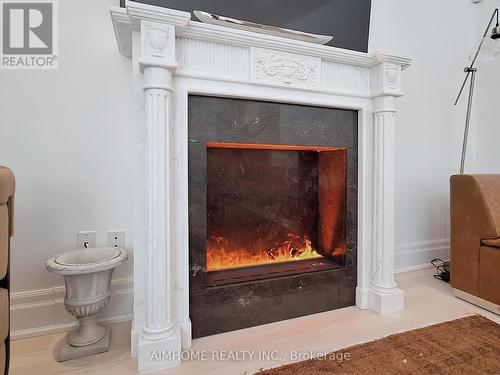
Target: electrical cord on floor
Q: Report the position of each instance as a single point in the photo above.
(442, 269)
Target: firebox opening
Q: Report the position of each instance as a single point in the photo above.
(274, 210)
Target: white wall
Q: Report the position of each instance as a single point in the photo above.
(429, 128)
(487, 111)
(68, 136)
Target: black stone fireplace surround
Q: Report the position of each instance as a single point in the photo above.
(217, 308)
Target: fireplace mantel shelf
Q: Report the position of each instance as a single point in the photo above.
(173, 57)
(240, 56)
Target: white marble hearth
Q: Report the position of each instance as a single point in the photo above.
(173, 57)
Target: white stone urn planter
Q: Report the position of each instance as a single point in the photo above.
(87, 274)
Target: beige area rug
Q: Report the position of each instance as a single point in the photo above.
(469, 345)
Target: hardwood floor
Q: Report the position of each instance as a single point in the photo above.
(427, 300)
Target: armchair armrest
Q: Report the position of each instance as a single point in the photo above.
(475, 216)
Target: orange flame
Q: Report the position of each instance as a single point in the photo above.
(220, 255)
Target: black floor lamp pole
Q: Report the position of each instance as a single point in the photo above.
(471, 72)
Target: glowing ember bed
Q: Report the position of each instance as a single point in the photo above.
(273, 210)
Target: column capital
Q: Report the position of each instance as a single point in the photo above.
(157, 46)
(386, 80)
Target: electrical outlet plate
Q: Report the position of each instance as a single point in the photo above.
(85, 237)
(116, 238)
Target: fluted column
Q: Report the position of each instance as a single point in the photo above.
(160, 333)
(384, 296)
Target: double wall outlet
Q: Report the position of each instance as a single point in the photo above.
(86, 238)
(116, 238)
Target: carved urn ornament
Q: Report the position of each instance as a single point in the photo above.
(87, 274)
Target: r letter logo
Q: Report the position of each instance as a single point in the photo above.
(29, 34)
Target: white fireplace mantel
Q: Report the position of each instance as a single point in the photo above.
(173, 57)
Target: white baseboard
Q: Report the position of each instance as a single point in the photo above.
(418, 255)
(41, 311)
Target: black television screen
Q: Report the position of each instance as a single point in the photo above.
(348, 21)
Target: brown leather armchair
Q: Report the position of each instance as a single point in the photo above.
(7, 187)
(475, 239)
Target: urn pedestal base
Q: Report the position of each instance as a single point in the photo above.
(68, 352)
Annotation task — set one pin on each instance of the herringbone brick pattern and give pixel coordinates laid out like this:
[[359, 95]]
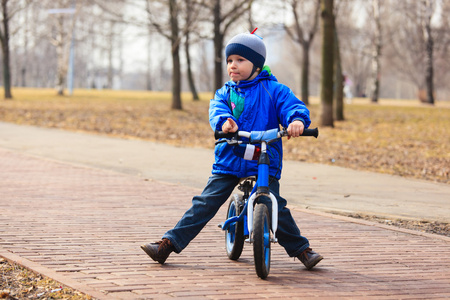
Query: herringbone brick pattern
[[84, 227]]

.....

* WHAT TO DO:
Say how many lines in the listing above include "wall". Give nothing but the number.

* SOLUTION TO THE PROBLEM:
2